[Source records]
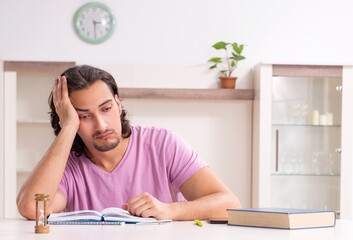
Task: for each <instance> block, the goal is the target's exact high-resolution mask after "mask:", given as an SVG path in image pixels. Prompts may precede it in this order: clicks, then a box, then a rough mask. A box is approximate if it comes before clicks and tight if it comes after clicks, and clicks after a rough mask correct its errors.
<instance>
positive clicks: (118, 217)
mask: <svg viewBox="0 0 353 240" xmlns="http://www.w3.org/2000/svg"><path fill="white" fill-rule="evenodd" d="M167 221H170V220H161V221H159V220H157V219H155V218H143V217H137V216H133V215H131V214H130V213H129V212H128V211H126V210H124V209H121V208H106V209H104V210H102V211H101V212H98V211H94V210H80V211H73V212H61V213H52V214H50V216H49V217H48V223H49V224H52V225H60V224H110V225H112V224H122V223H162V222H167Z"/></svg>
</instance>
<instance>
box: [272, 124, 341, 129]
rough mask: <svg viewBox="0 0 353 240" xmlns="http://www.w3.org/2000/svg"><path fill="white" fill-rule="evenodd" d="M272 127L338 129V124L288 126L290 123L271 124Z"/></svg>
mask: <svg viewBox="0 0 353 240" xmlns="http://www.w3.org/2000/svg"><path fill="white" fill-rule="evenodd" d="M272 126H283V127H315V128H339V127H341V125H340V124H334V125H312V124H295V123H294V124H293V123H292V124H290V123H273V124H272Z"/></svg>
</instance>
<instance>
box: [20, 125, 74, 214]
mask: <svg viewBox="0 0 353 240" xmlns="http://www.w3.org/2000/svg"><path fill="white" fill-rule="evenodd" d="M75 135H76V131H75V129H70V128H69V127H68V128H66V129H62V130H61V131H60V133H59V135H58V136H57V137H56V138H55V140H54V141H53V143H52V145H51V146H50V148H49V149H48V151H47V152H46V153H45V155H44V156H43V158H42V159H41V160H40V162H39V163H38V164H37V166H36V167H35V168H34V170H33V172H32V174H31V175H30V177H29V179H28V180H27V181H26V183H25V184H24V185H23V186H22V188H21V189H20V191H19V193H18V196H17V207H18V211H19V212H20V214H21V215H22V216H24V217H26V218H28V219H33V218H34V217H35V201H34V194H35V193H47V194H49V198H50V200H49V204H48V207H49V208H50V207H51V204H52V203H53V201H54V197H55V195H56V192H57V190H58V186H59V183H60V180H61V178H62V175H63V172H64V169H65V166H66V162H67V159H68V155H69V153H70V150H71V146H72V142H73V140H74V138H75Z"/></svg>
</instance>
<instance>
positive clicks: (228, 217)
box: [227, 208, 336, 229]
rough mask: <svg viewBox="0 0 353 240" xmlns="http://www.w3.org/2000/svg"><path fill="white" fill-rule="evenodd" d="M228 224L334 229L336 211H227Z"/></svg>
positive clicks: (268, 210)
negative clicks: (322, 227) (325, 228)
mask: <svg viewBox="0 0 353 240" xmlns="http://www.w3.org/2000/svg"><path fill="white" fill-rule="evenodd" d="M227 212H228V224H229V225H236V226H247V227H264V228H279V229H305V228H322V227H333V226H335V225H336V213H335V211H328V210H314V209H292V208H239V209H227Z"/></svg>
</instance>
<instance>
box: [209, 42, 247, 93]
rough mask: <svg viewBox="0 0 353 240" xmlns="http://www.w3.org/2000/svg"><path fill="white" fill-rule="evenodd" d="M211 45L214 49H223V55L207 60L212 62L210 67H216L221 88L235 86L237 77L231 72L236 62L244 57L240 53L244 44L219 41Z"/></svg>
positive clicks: (243, 56) (236, 67) (225, 87)
mask: <svg viewBox="0 0 353 240" xmlns="http://www.w3.org/2000/svg"><path fill="white" fill-rule="evenodd" d="M212 47H213V48H214V49H216V50H223V51H224V53H225V56H224V57H213V58H211V59H210V60H208V62H210V63H212V64H213V65H212V66H210V69H215V68H216V69H218V71H219V73H220V76H219V79H220V81H221V87H222V88H235V82H236V80H237V77H235V76H233V75H232V74H233V72H234V70H235V69H236V68H237V66H238V62H239V61H241V60H244V59H245V57H244V56H243V55H242V52H243V49H244V44H238V43H236V42H233V43H226V42H222V41H221V42H217V43H215V44H213V45H212Z"/></svg>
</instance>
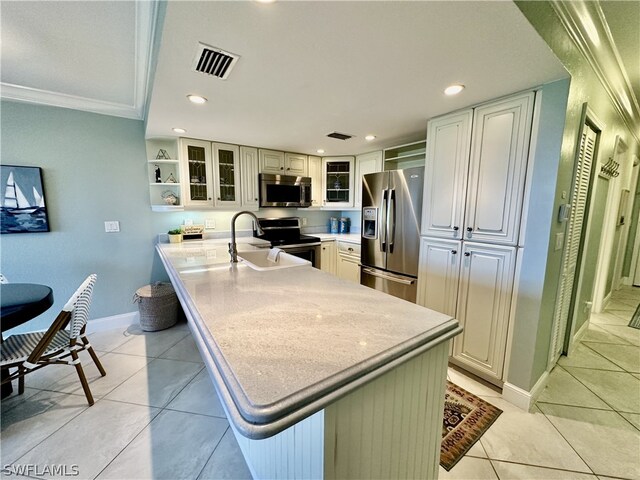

[Task details] Using the data above, print every line exactly, omitting pictures.

[Solution to this problem]
Task: for each <instance> block, the goal is the target's exact high-resolution mask after "mask:", given as an SVG path in image pixels. Prompts may precede it in this order: clicks, then a box, then a rough mask. A box is approximate if it comes before clicks and tight if it comes after clicks, and clicks after a rough mask correct its errors.
<instance>
positive clicks: (118, 217)
mask: <svg viewBox="0 0 353 240" xmlns="http://www.w3.org/2000/svg"><path fill="white" fill-rule="evenodd" d="M167 221H170V220H161V221H159V220H157V219H155V218H143V217H137V216H133V215H131V214H130V213H129V212H128V211H126V210H124V209H121V208H106V209H104V210H102V211H101V212H98V211H94V210H80V211H73V212H61V213H52V214H50V216H49V217H48V223H49V224H52V225H60V224H110V225H112V224H122V223H162V222H167Z"/></svg>
</instance>
<instance>
box: [272, 124, 341, 129]
rough mask: <svg viewBox="0 0 353 240" xmlns="http://www.w3.org/2000/svg"><path fill="white" fill-rule="evenodd" d="M272 127L338 129V124L288 126L290 123L271 124Z"/></svg>
mask: <svg viewBox="0 0 353 240" xmlns="http://www.w3.org/2000/svg"><path fill="white" fill-rule="evenodd" d="M272 126H283V127H315V128H339V127H341V125H340V124H334V125H312V124H295V123H294V124H293V123H292V124H290V123H273V124H272Z"/></svg>
</instance>
<instance>
box: [20, 125, 74, 214]
mask: <svg viewBox="0 0 353 240" xmlns="http://www.w3.org/2000/svg"><path fill="white" fill-rule="evenodd" d="M75 135H76V131H75V129H70V128H69V127H68V128H66V129H62V130H61V131H60V133H59V135H58V136H57V137H56V138H55V140H54V141H53V143H52V145H51V146H50V148H49V149H48V151H47V152H46V153H45V155H44V156H43V158H42V159H41V160H40V162H39V163H38V164H37V166H36V167H35V168H34V170H33V172H32V174H31V175H30V177H29V179H28V180H27V181H26V183H25V184H24V185H23V186H22V188H21V189H20V191H19V193H18V196H17V207H18V211H19V212H20V214H21V215H22V216H24V217H26V218H28V219H33V218H34V217H35V201H34V194H35V193H47V194H49V198H50V200H49V204H48V207H49V208H50V207H51V204H52V203H53V201H54V197H55V195H56V192H57V190H58V186H59V183H60V180H61V178H62V175H63V172H64V169H65V166H66V162H67V159H68V155H69V153H70V150H71V146H72V142H73V140H74V138H75Z"/></svg>
</instance>
<instance>
positive clicks: (228, 217)
box: [227, 208, 336, 229]
rough mask: <svg viewBox="0 0 353 240" xmlns="http://www.w3.org/2000/svg"><path fill="white" fill-rule="evenodd" d="M228 224L334 229L336 211H227Z"/></svg>
positive clicks: (268, 210)
negative clicks: (322, 227) (325, 228)
mask: <svg viewBox="0 0 353 240" xmlns="http://www.w3.org/2000/svg"><path fill="white" fill-rule="evenodd" d="M227 212H228V224H229V225H236V226H247V227H264V228H279V229H305V228H322V227H333V226H335V225H336V213H335V211H328V210H314V209H292V208H239V209H227Z"/></svg>
</instance>
<instance>
box: [209, 42, 247, 93]
rough mask: <svg viewBox="0 0 353 240" xmlns="http://www.w3.org/2000/svg"><path fill="white" fill-rule="evenodd" d="M211 45L214 49H223V55L207 60L212 62L210 67H216L221 88L235 86L237 77L231 72L236 62L244 57L240 53L244 44L219 41Z"/></svg>
positive clicks: (243, 56) (236, 67) (225, 87)
mask: <svg viewBox="0 0 353 240" xmlns="http://www.w3.org/2000/svg"><path fill="white" fill-rule="evenodd" d="M212 47H213V48H214V49H216V50H223V51H224V53H225V56H224V57H213V58H211V59H210V60H208V62H210V63H212V64H213V65H212V66H210V69H215V68H216V69H218V71H219V73H220V76H219V79H220V81H221V87H222V88H235V82H236V80H237V77H235V76H233V75H232V74H233V72H234V70H235V69H236V68H237V66H238V62H239V61H241V60H244V59H245V57H244V56H243V55H242V52H243V49H244V44H238V43H236V42H233V43H226V42H222V41H221V42H217V43H215V44H213V45H212Z"/></svg>
</instance>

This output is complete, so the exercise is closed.